- **Vorliegender Text**:
EuGH C-167/01 Inspire Art Ltd
RA und Notar Krau
Tenor:
Der EuGH entschied, dass nationale Vorschriften, die zusätzliche Anforderungen an Zweigniederlassungen ausländischer Gesellschaften stellen, die Niederlassungsfreiheit behindern können.
Solche Anforderungen sind nur gerechtfertigt, wenn sie verhältnismäßig sind und zwingenden Gründen des Allgemeininteresses dienen.
Hintergrund:
Die niederländische Handelskammer (Kamer van Koophandel en Fabrieken voor Amsterdam) wollte die englische Gesellschaft Inspire Art Ltd. dazu verpflichten,
sich als „formal ausländische Gesellschaft“ im Handelsregister einzutragen und diese Bezeichnung im Geschäftsverkehr zu führen.
Inspire Art Ltd. wurde in England gegründet, übte ihre Tätigkeit aber ausschließlich in den Niederlanden aus.
Die niederländische Regelung (Wet op de formeel buitenlandse vennootschappen, WFBV) sah zusätzliche Anforderungen für solche Gesellschaften vor, darunter Offenlegungspflichten,
Mindestkapitalanforderungen und Geschäftsführerhaftung.

- **Datensatz**:
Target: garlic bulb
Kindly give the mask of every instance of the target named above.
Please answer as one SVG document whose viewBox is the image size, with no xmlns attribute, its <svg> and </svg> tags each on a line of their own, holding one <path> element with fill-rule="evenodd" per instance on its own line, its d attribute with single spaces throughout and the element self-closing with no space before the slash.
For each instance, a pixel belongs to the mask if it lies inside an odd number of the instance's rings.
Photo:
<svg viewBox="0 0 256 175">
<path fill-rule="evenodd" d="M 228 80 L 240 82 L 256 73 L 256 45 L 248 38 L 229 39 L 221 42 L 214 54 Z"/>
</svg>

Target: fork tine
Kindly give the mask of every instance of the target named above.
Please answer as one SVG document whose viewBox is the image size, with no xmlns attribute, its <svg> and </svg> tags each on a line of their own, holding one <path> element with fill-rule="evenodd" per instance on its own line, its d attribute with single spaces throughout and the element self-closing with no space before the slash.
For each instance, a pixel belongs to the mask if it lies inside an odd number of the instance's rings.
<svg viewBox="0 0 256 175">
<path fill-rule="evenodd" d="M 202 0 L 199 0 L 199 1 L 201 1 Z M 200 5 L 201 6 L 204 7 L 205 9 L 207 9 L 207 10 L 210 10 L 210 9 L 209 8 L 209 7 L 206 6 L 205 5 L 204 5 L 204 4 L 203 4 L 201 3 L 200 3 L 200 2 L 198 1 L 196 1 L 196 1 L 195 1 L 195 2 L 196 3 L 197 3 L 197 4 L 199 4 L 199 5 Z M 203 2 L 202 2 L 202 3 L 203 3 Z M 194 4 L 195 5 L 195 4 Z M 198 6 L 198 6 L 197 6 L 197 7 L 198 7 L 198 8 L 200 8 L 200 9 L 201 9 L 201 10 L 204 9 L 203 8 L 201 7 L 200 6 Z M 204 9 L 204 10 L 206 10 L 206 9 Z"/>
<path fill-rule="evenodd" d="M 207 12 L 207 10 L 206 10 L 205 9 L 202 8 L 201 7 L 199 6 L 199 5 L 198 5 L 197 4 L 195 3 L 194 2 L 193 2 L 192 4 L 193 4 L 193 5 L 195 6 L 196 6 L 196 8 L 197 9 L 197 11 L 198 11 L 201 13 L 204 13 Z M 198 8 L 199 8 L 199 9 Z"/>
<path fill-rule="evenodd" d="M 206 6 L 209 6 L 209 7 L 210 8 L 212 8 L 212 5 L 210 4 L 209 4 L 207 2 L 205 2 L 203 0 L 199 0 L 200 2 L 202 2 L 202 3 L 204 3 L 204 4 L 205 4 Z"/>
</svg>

- **Zu erledigen**:
[a] Wie lautet der Satz „Inspire Art Ltd. wurde in England gegründet, übte ihre Tätigkeit aber ausschließlich in den Niederlanden aus.“ aus dem Text zum Fall Inspire Art auf Englisch?
[b] Schreiben Sie aus dem Text zum Fall Inspire Art die Passage wortgetreu ab, beginnend mit „EuGH C-167/01 Inspire“ und fortlaufend bis einschließlich „den Niederlanden aus.“.
Das Material wird dafür nicht gebraucht.

- **Ergebnisse je Aufgabe**:
[a] Inspire Art Ltd. was incorporated in England but carried out its business exclusively in the Netherlands.

[b]
EuGH C-167/01 Inspire Art Ltd
RA und Notar Krau
Tenor:
Der EuGH entschied, dass nationale Vorschriften, die zusätzliche Anforderungen an Zweigniederlassungen ausländischer Gesellschaften stellen, die Niederlassungsfreiheit behindern können.
Solche Anforderungen sind nur gerechtfertigt, wenn sie verhältnismäßig sind und zwingenden Gründen des Allgemeininteresses dienen.
Hintergrund:
Die niederländische Handelskammer (Kamer van Koophandel en Fabrieken voor Amsterdam) wollte die englische Gesellschaft Inspire Art Ltd. dazu verpflichten,
sich als „formal ausländische Gesellschaft“ im Handelsregister einzutragen und diese Bezeichnung im Geschäftsverkehr zu führen.
Inspire Art Ltd. wurde in England gegründet, übte ihre Tätigkeit aber ausschließlich in den Niederlanden aus.